§ **Source**:

Judge Curtis maintained that the native-born colored persons can be citizens of States and of the United States; that Dred Scott and his family were free when they returned to Missouri; that the power of Congress to make all needful rules and regulations respecting the territory was not, as the majority of the Court expressed, limited to Territory belonging to the United States at the time of the adoption of the Constitution, but has been applied to five subsequent acquisitions of land; that Congress has the power to exclude Slavery from the Territories, having established eight Territorial governments without, and recognized slavery in six, from the days of Washington to John Quincy Adams.

§ **Task to carry out**: Copy out the passage on Judge Curtis's views word for word, from its first sentence to its last. The rows that follow have no connection to the passage on Judge Curtis's views.

§ **Record excerpts**:
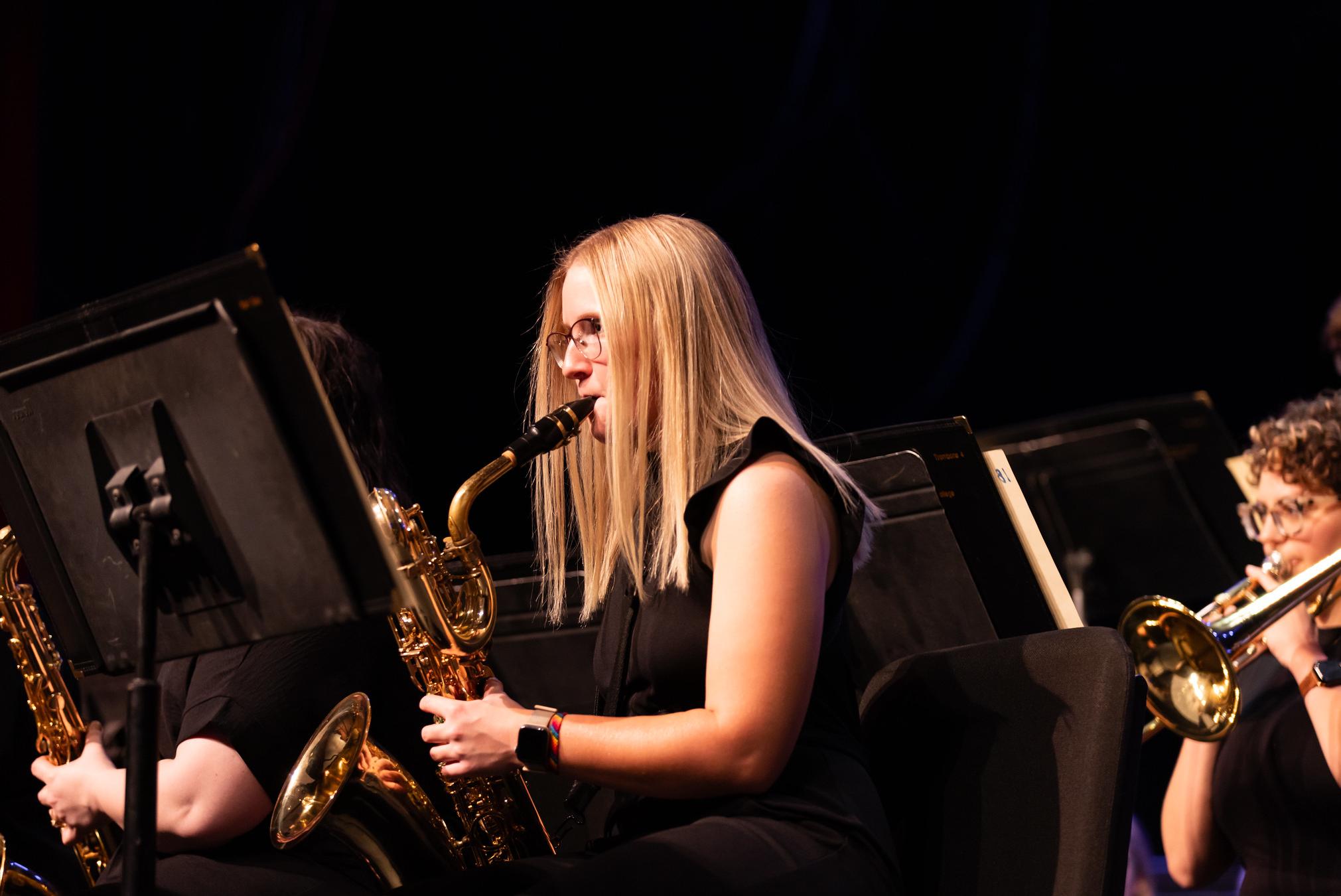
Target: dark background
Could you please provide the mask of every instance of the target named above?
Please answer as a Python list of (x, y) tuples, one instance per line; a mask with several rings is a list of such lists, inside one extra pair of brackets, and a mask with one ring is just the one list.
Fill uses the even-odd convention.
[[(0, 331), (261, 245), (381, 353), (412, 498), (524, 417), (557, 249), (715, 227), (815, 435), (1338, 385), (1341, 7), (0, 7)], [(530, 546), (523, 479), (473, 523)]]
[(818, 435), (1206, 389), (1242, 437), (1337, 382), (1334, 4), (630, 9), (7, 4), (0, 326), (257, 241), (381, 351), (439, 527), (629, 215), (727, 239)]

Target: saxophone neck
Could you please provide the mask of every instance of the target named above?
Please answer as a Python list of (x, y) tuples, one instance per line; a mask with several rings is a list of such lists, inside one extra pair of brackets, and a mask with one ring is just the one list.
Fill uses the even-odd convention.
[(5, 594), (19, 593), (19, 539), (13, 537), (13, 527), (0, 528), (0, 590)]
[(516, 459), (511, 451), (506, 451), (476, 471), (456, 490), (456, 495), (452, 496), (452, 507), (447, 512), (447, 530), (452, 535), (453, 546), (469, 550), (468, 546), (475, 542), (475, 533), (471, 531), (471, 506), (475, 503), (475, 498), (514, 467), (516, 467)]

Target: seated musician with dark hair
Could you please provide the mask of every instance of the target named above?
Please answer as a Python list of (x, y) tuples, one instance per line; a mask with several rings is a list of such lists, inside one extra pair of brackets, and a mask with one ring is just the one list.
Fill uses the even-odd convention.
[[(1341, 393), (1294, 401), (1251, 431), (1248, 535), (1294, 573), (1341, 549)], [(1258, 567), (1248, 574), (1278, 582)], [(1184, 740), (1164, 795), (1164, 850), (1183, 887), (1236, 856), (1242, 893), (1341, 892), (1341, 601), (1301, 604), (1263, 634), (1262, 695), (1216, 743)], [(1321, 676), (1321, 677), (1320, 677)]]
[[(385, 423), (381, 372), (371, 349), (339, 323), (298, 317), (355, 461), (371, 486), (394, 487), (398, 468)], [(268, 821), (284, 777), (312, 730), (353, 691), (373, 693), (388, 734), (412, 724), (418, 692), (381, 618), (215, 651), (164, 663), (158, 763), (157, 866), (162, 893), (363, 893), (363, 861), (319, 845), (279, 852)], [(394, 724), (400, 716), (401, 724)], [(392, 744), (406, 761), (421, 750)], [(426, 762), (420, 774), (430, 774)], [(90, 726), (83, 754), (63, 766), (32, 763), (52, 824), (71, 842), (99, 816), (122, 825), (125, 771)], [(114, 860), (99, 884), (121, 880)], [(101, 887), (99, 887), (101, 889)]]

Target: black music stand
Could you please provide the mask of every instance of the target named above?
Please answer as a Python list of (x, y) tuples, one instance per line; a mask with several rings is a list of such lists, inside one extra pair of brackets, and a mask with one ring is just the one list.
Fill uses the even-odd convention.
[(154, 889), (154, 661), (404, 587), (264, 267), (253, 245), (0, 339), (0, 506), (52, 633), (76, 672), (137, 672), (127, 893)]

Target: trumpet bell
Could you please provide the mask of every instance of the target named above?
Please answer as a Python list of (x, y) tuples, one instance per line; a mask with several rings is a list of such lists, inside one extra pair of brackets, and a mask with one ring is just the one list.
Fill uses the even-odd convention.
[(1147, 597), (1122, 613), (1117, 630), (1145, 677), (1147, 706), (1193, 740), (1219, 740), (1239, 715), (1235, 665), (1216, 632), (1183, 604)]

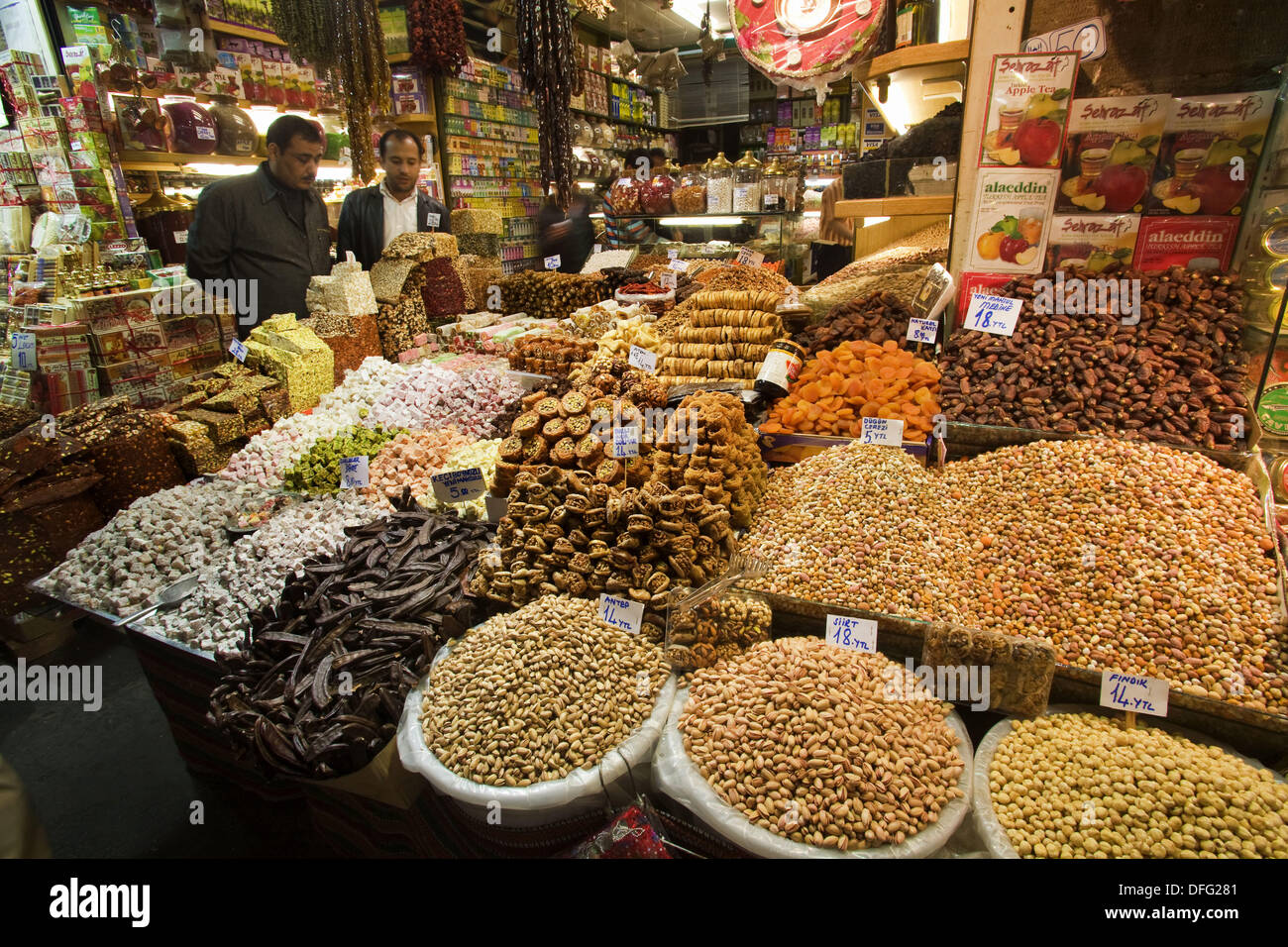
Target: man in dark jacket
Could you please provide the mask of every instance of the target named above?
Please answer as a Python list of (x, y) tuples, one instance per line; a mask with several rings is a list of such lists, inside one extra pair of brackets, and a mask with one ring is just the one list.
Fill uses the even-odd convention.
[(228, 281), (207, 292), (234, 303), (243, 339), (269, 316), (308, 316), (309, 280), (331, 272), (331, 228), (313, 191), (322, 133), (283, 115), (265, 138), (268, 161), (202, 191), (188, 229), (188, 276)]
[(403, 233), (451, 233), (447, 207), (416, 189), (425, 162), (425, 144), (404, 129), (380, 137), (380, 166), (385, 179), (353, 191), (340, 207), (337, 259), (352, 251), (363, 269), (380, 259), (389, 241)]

§ **Correct response**:
Judge Curtis maintained that the native-born colored persons can be citizens of States and of the United States; that Dred Scott and his family were free when they returned to Missouri; that the power of Congress to make all needful rules and regulations respecting the territory was not, as the majority of the Court expressed, limited to Territory belonging to the United States at the time of the adoption of the Constitution, but has been applied to five subsequent acquisitions of land; that Congress has the power to exclude Slavery from the Territories, having established eight Territorial governments without, and recognized slavery in six, from the days of Washington to John Quincy Adams.